Records from a point labeling set:
--- Start ---

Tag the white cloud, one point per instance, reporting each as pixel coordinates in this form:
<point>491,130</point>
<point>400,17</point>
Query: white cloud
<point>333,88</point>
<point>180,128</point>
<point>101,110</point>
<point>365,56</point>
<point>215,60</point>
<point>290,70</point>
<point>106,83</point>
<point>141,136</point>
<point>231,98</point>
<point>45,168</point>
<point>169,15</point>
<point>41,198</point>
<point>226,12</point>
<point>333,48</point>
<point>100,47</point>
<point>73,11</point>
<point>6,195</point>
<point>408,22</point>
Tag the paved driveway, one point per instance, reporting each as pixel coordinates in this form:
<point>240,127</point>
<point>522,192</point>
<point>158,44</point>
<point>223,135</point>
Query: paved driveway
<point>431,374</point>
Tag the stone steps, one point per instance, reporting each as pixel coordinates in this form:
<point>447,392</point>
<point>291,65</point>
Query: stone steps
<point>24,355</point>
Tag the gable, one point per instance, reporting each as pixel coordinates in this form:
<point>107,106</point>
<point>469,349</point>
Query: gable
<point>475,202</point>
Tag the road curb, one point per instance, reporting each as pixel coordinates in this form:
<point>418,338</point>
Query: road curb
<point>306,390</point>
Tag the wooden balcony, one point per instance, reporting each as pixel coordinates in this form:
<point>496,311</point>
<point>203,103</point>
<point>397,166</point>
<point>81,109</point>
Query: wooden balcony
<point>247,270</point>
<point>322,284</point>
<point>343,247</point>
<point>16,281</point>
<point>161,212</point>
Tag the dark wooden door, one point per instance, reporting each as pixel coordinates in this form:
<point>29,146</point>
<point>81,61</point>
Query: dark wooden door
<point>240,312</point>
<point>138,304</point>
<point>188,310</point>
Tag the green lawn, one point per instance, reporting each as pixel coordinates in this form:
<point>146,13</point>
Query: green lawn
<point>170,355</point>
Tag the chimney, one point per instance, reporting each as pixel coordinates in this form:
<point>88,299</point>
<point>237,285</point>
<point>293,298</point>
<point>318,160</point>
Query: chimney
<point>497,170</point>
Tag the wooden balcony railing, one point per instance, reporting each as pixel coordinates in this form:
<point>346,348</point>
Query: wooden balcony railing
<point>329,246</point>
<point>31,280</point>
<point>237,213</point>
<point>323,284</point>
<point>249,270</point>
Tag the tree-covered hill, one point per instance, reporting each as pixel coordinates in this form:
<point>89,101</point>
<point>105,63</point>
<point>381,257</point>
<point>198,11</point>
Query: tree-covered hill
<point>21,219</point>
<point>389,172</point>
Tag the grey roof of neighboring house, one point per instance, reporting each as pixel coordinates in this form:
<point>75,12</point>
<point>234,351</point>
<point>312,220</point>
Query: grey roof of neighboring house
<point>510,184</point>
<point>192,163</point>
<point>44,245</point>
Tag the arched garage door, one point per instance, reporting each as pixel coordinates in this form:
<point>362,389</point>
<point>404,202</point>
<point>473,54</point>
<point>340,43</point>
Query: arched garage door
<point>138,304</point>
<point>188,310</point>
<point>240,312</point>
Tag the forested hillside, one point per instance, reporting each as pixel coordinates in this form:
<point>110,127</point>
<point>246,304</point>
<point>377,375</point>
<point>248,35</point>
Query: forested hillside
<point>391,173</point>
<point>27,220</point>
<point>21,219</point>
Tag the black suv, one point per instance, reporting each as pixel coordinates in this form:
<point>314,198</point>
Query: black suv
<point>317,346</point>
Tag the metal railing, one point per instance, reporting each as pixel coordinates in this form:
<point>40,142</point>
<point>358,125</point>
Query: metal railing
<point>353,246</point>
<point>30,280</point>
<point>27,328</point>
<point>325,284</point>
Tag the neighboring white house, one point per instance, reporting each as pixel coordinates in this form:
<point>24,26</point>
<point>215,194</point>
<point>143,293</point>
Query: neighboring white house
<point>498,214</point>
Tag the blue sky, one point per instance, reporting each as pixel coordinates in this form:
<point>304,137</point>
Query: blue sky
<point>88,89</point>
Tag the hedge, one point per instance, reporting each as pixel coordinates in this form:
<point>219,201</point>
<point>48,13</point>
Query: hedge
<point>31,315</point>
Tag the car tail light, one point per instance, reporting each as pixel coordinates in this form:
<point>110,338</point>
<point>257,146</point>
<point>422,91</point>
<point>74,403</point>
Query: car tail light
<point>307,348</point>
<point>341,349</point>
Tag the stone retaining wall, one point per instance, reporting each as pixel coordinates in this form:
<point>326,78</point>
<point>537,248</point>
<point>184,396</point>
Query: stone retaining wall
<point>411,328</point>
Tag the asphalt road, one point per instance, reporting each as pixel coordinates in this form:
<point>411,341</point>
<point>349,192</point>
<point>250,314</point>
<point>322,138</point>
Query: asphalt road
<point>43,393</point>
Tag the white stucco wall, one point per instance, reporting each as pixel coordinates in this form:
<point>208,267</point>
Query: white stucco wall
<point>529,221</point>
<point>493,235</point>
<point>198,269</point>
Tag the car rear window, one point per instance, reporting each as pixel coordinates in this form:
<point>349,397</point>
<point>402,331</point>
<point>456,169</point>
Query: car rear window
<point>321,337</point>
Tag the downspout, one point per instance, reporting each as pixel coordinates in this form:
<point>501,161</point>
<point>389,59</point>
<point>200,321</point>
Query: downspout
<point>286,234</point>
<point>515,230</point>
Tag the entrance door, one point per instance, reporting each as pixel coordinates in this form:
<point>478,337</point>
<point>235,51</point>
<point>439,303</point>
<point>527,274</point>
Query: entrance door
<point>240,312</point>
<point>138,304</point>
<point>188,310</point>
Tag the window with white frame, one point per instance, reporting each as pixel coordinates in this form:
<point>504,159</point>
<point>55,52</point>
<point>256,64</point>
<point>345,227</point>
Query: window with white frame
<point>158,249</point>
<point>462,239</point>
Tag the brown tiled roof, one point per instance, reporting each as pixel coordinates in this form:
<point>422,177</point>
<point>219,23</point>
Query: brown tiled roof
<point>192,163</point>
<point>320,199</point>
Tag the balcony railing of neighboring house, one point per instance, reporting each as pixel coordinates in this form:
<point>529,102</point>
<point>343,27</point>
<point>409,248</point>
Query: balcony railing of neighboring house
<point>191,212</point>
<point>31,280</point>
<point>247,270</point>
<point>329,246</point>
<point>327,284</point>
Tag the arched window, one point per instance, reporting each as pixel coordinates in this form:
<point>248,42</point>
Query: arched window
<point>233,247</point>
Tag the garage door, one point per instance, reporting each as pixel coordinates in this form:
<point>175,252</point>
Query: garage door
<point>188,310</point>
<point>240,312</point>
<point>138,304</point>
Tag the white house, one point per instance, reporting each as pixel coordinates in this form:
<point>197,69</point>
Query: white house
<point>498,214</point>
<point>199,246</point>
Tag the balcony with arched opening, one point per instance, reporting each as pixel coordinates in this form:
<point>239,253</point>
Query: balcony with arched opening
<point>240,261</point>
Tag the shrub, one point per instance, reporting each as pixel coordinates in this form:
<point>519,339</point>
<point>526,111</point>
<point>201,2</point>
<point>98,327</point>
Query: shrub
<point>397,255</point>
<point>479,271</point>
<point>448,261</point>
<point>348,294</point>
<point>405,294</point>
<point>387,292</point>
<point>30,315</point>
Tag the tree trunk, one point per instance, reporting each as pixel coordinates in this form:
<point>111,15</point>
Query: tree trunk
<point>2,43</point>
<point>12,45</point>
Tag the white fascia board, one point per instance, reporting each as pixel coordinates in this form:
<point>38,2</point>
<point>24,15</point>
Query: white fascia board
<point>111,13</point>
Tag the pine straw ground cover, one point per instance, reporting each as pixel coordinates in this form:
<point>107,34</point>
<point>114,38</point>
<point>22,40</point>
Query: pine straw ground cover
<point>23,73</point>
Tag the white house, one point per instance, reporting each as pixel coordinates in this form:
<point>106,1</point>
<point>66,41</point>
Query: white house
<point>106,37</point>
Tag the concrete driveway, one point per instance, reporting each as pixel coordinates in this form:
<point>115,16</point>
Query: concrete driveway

--- End ---

TASK OBJECTIVE: Can you set down these lines word for word, starting with the first line of the records and going on through the line with "<point>170,355</point>", both included?

OUTPUT OF THE TASK:
Tag the white cloud, one point per instance, reporting each as pixel coordinates in this form:
<point>491,130</point>
<point>400,17</point>
Query: white cloud
<point>333,88</point>
<point>180,128</point>
<point>101,110</point>
<point>365,56</point>
<point>215,60</point>
<point>290,70</point>
<point>106,83</point>
<point>141,136</point>
<point>231,98</point>
<point>45,168</point>
<point>169,15</point>
<point>41,198</point>
<point>226,12</point>
<point>333,48</point>
<point>100,47</point>
<point>73,11</point>
<point>6,195</point>
<point>408,22</point>
Tag the paved driveway, one point per instance, reporting each as pixel coordinates in this form:
<point>240,127</point>
<point>522,192</point>
<point>158,44</point>
<point>223,135</point>
Query: paved driveway
<point>431,374</point>
Tag the stone steps, one point per instance, reporting each as pixel coordinates in this form:
<point>447,392</point>
<point>291,65</point>
Query: stone steps
<point>24,355</point>
Tag the gable, one point per instance, reporting each as pixel coordinates in this form:
<point>107,106</point>
<point>469,349</point>
Query: gable
<point>475,202</point>
Tag the road curb, one point per instance, reporting each as pixel coordinates in this form:
<point>418,338</point>
Query: road curb
<point>306,390</point>
Tag the wooden balcony, one point per instance, reporting each as pixel coordinates in this form:
<point>496,311</point>
<point>203,103</point>
<point>397,166</point>
<point>81,109</point>
Query: wooden balcony
<point>247,270</point>
<point>322,284</point>
<point>343,247</point>
<point>16,281</point>
<point>161,212</point>
Tag the dark wooden door, one point per instance, reporting each as pixel coordinates in this form:
<point>29,146</point>
<point>81,61</point>
Query: dark wooden door
<point>240,312</point>
<point>138,304</point>
<point>188,310</point>
Tag the green lawn, one point per instance, reporting each as pixel coordinates in this form:
<point>146,13</point>
Query: green lawn
<point>170,355</point>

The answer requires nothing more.